- DIRECTIONS FOR THIS TASK: Rewrite each line of the listing below as a JSON list of strings, one string per line, skipping blank lines and leaving out the pictures.

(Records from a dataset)

++++++++++++++++++++

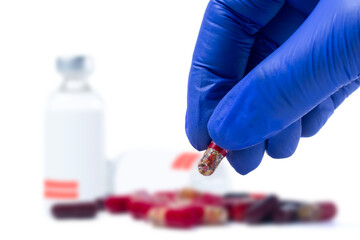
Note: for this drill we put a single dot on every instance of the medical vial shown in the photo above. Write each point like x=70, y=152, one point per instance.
x=74, y=138
x=211, y=159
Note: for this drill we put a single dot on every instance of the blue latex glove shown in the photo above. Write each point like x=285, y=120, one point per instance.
x=267, y=72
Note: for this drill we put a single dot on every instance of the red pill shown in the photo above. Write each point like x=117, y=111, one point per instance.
x=316, y=212
x=258, y=196
x=75, y=210
x=235, y=195
x=168, y=196
x=209, y=199
x=117, y=204
x=286, y=212
x=328, y=211
x=237, y=207
x=176, y=216
x=261, y=210
x=141, y=202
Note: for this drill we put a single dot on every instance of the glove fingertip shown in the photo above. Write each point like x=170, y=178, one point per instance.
x=198, y=137
x=284, y=144
x=313, y=121
x=246, y=160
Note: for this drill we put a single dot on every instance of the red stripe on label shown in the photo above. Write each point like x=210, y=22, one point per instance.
x=60, y=195
x=60, y=184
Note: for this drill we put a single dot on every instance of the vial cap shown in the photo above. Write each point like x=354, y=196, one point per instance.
x=74, y=65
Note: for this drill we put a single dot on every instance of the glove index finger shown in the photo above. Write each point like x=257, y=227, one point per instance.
x=220, y=57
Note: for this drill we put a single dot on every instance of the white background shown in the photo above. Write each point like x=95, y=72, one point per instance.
x=143, y=52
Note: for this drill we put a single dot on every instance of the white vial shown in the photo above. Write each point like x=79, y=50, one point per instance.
x=75, y=165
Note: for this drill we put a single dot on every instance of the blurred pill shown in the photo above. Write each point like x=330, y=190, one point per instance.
x=180, y=216
x=100, y=203
x=74, y=210
x=258, y=196
x=286, y=212
x=235, y=195
x=309, y=212
x=328, y=211
x=117, y=204
x=141, y=202
x=236, y=207
x=188, y=194
x=215, y=215
x=261, y=210
x=168, y=196
x=323, y=211
x=209, y=199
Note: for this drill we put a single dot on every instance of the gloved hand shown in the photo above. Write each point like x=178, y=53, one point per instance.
x=267, y=72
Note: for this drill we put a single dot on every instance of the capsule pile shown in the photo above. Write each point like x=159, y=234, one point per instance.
x=189, y=208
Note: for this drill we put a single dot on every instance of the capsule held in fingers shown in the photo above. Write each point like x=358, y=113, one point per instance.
x=211, y=159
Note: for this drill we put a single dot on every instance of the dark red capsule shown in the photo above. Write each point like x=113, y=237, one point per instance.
x=74, y=210
x=261, y=210
x=328, y=210
x=235, y=195
x=286, y=212
x=117, y=204
x=237, y=207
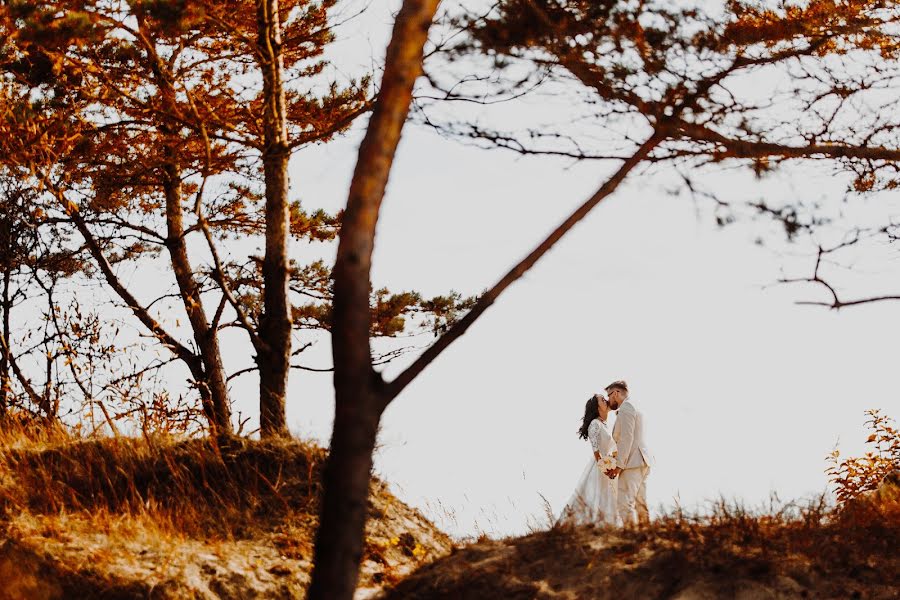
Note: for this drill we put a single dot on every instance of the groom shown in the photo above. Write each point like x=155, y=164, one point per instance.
x=633, y=459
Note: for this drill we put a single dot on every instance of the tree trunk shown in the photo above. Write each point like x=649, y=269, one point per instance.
x=4, y=358
x=273, y=357
x=359, y=390
x=213, y=385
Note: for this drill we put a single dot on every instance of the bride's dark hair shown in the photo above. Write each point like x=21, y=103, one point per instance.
x=591, y=412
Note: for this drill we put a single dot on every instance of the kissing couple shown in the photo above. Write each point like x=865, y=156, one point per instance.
x=612, y=489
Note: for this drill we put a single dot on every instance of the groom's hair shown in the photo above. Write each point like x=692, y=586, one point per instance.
x=618, y=385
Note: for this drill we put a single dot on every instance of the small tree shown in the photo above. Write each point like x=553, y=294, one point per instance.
x=665, y=77
x=853, y=476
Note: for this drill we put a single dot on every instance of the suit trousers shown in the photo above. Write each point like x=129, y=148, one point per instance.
x=631, y=503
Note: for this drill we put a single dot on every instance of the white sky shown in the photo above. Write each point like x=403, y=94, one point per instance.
x=744, y=392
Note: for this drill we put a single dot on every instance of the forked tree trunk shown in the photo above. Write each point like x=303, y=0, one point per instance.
x=213, y=385
x=273, y=356
x=359, y=391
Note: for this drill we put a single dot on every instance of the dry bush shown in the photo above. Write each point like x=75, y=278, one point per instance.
x=857, y=475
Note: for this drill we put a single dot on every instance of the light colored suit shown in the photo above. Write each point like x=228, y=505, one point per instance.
x=628, y=433
x=635, y=460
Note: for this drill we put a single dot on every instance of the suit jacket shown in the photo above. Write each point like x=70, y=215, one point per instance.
x=628, y=433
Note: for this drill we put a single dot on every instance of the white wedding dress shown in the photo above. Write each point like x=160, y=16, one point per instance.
x=594, y=499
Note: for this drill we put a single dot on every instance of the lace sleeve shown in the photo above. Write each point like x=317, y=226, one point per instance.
x=594, y=435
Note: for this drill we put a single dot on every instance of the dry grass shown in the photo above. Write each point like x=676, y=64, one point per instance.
x=813, y=551
x=128, y=517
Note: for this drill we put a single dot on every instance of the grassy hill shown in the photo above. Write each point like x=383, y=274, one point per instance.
x=164, y=518
x=813, y=552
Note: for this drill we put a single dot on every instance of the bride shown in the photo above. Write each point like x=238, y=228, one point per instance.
x=594, y=499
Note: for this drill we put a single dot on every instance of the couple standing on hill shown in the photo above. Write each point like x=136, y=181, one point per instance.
x=613, y=488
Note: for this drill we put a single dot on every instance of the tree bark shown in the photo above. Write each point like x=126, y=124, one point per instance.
x=273, y=356
x=4, y=358
x=488, y=298
x=359, y=390
x=213, y=385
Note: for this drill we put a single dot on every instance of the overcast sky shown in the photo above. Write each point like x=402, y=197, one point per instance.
x=744, y=392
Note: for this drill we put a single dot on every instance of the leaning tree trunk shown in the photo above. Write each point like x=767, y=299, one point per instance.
x=213, y=384
x=359, y=392
x=4, y=358
x=273, y=356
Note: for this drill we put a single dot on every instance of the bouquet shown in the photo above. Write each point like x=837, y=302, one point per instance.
x=606, y=463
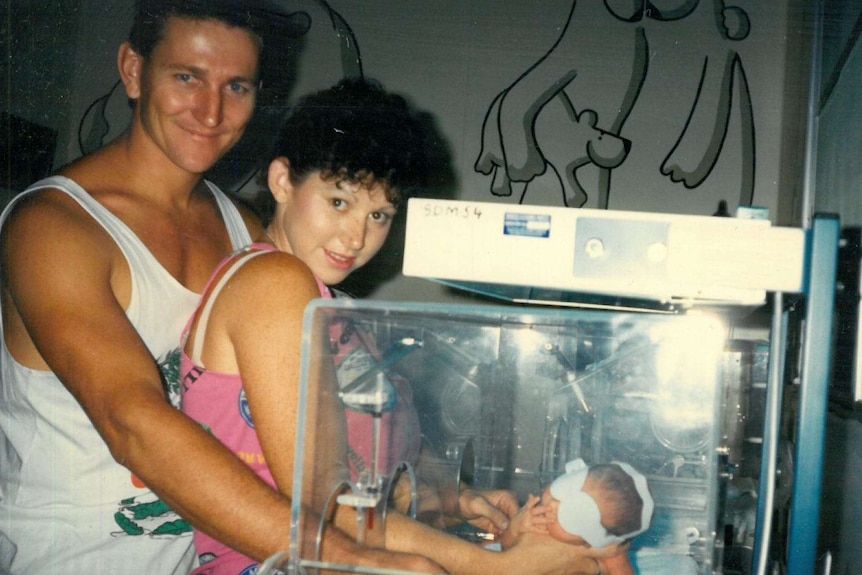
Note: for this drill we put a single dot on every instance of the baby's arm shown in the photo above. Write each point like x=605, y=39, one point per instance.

++++++++++++++++++++

- RIGHT ANSWER:
[
  "Note: for this drill we put a single dot on every instance of the medical vial shown in the photo above. Write each point like x=70, y=152, one point per instance.",
  "x=74, y=138",
  "x=211, y=159",
  "Note: for this drill we put a single dot on every instance of the blue latex glove shown in the photo above. Write each point like x=285, y=120, one point per instance.",
  "x=267, y=72",
  "Note: for this drill we put a single dot on every instance of the red pill shown in the photo above. Write each point like x=117, y=111, one point per instance.",
  "x=316, y=212",
  "x=258, y=196",
  "x=75, y=210",
  "x=235, y=195",
  "x=168, y=196",
  "x=209, y=199",
  "x=117, y=204",
  "x=286, y=212",
  "x=328, y=211",
  "x=237, y=207",
  "x=176, y=216",
  "x=261, y=210",
  "x=141, y=202",
  "Note: for this drill we put a single dot on every instance of the glove fingertip shown in the photo above. Write each point like x=170, y=178, one point per instance.",
  "x=198, y=137",
  "x=284, y=144",
  "x=313, y=121",
  "x=246, y=160",
  "Note: for this drill we put a single dot on every instance of the red stripe on label shown in the photo above. Write each point like x=210, y=22, one point per instance.",
  "x=60, y=195",
  "x=60, y=184",
  "Note: for this drill we put a single dot on every instance of the vial cap shown in the photo above. Write each point like x=354, y=196, one point per instance.",
  "x=74, y=65",
  "Note: for this drill we put a single dot on every instance of the glove index finger shown in the photo above. Write each point like x=257, y=227, one point per instance.",
  "x=220, y=57",
  "Note: for this drill we put a single dot on every instance of the white background shown in the photo above. Write each point like x=95, y=72, one point per instance.",
  "x=143, y=52",
  "Note: for this drill we put a single dot on every instance of the white vial shown in the photo above. Write each point like x=79, y=50, one point per instance.",
  "x=75, y=165",
  "Note: for this drill we put a single dot on every instance of the blurred pill shown in the photo above. Write each point like x=330, y=190, one point per instance.",
  "x=180, y=216",
  "x=100, y=203",
  "x=74, y=210",
  "x=258, y=196",
  "x=286, y=212",
  "x=235, y=195",
  "x=309, y=212",
  "x=328, y=211",
  "x=117, y=204",
  "x=141, y=202",
  "x=236, y=207",
  "x=188, y=194",
  "x=215, y=215",
  "x=261, y=210",
  "x=168, y=196",
  "x=323, y=211",
  "x=209, y=199",
  "Note: for this drill we put a single dot on every instance of the gloved hand shown in the photo above. Write each point like x=178, y=53, one point per instance.",
  "x=267, y=72",
  "Note: for this drill we put a single dot on every instance of the capsule pile shown in the photo above. Write each point like x=159, y=234, one point per instance.",
  "x=189, y=208",
  "Note: for this drill we put a single dot on every instance of the capsule held in fingers shown in the photo above. Write each point like x=358, y=113, one point per instance.",
  "x=211, y=159",
  "Note: for this drill we put a single dot on every instance of the dark red capsule shown in the photo above. Write each point like x=113, y=237, one point per instance.",
  "x=74, y=210",
  "x=261, y=210",
  "x=328, y=210",
  "x=235, y=195",
  "x=286, y=212",
  "x=117, y=204",
  "x=237, y=207",
  "Note: for this drill we put a single dot on every instance of the groom shown in the photo above. Write each point like x=155, y=164, one point per instance.",
  "x=633, y=459",
  "Note: for this drill we put a single dot on every instance of the tree trunk shown in the photo above. Write each point like x=649, y=269, one point per instance.",
  "x=4, y=358",
  "x=273, y=357",
  "x=359, y=390",
  "x=213, y=385",
  "Note: for this drill we put a single dot on every instance of the bride's dark hair shown in the photo above. Write each point like x=21, y=103, one point per instance.",
  "x=591, y=412",
  "Note: for this drill we put a single dot on every instance of the kissing couple shown in the photo above. Write each point like x=865, y=156, one point per instance.",
  "x=612, y=489",
  "Note: for this drill we put a single dot on every instance of the groom's hair shown in the photo above. Write each point like x=692, y=586, one point per instance.",
  "x=618, y=385",
  "Note: for this drill we put a single dot on every instance of the small tree shown in the photo above. Write each point like x=553, y=294, one point per instance.",
  "x=665, y=77",
  "x=853, y=476",
  "Note: for this drill we put a single dot on every instance of the suit trousers shown in the photo above. Write each point like x=129, y=148, one point per instance.",
  "x=631, y=503",
  "Note: for this drill we put a single dot on every instance of the white sky shown in the photo above. Write each point like x=403, y=94, one point per instance.",
  "x=744, y=392",
  "Note: for this drill we put a single dot on every instance of the forked tree trunk shown in the photo above. Write each point like x=303, y=0, one point per instance.",
  "x=213, y=385",
  "x=273, y=356",
  "x=359, y=391",
  "Note: for this drill we put a single dot on every instance of the dry bush shown in the photo above. Write each point like x=75, y=278, one point per instance.",
  "x=857, y=475",
  "Note: for this drill we put a single dot on every instance of the light colored suit shown in the photo above. Write each point like x=228, y=505, one point per instance.",
  "x=628, y=433",
  "x=635, y=460",
  "Note: for this drill we put a single dot on every instance of the suit jacket shown in the photo above. Write each point like x=70, y=215, one point per instance.",
  "x=628, y=433",
  "Note: for this drill we put a single dot on every instance of the white wedding dress shown in the photo above. Write each point like x=160, y=16, one point per instance.",
  "x=594, y=499",
  "Note: for this drill we put a single dot on every instance of the lace sleeve shown in the photo above. Write each point like x=317, y=226, one point per instance.",
  "x=594, y=435",
  "Note: for this drill we put a single dot on every instance of the dry grass shown in the photo above. Write each point like x=676, y=64, one point per instance.",
  "x=813, y=551",
  "x=128, y=517",
  "Note: for this drill we put a single dot on every instance of the grassy hill shown in the photo above. Write each point like x=383, y=274, one point per instance.",
  "x=164, y=518",
  "x=813, y=552",
  "Note: for this drill we put a single dot on every instance of the bride shown in the photo above. Write each point like x=238, y=228, one point per instance.",
  "x=594, y=499",
  "Note: for this drill we put a single dot on every instance of the couple standing on hill shown in the photo above. Write each point like x=136, y=181, one point per instance.",
  "x=613, y=488",
  "Note: for this drill we put a single dot on every instance of the tree bark shown in the photo above. Write each point like x=126, y=124, one point per instance.",
  "x=273, y=356",
  "x=4, y=358",
  "x=488, y=298",
  "x=359, y=390",
  "x=213, y=385",
  "Note: for this drill we put a single dot on every instance of the overcast sky shown in the photo above. Write each point like x=402, y=197, one point per instance.",
  "x=744, y=392",
  "Note: for this drill we put a single dot on every instance of the leaning tree trunk shown in the photo above. Write each point like x=767, y=299, one point per instance.",
  "x=213, y=384",
  "x=359, y=392",
  "x=4, y=358",
  "x=273, y=356",
  "Note: for this drill we put a single dot on every instance of the bouquet shown in the photo above. Write each point like x=837, y=302, one point per instance.",
  "x=606, y=463",
  "Note: for this drill we put a single dot on every instance of the baby's arm shown in the photo above. Write each point like x=605, y=39, one point per instance."
]